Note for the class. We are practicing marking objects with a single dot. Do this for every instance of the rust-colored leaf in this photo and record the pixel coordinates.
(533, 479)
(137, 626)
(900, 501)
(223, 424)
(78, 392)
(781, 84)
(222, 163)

**Required action**
The records shown above are to be copied exactly, every one of them.

**Response area**
Note for the class. We are practicing marking objects with a single dot. Do this for every instance of the rust-colored leaf in this photo and record the pixel coordinates.
(533, 479)
(137, 626)
(900, 501)
(223, 424)
(78, 392)
(781, 84)
(222, 163)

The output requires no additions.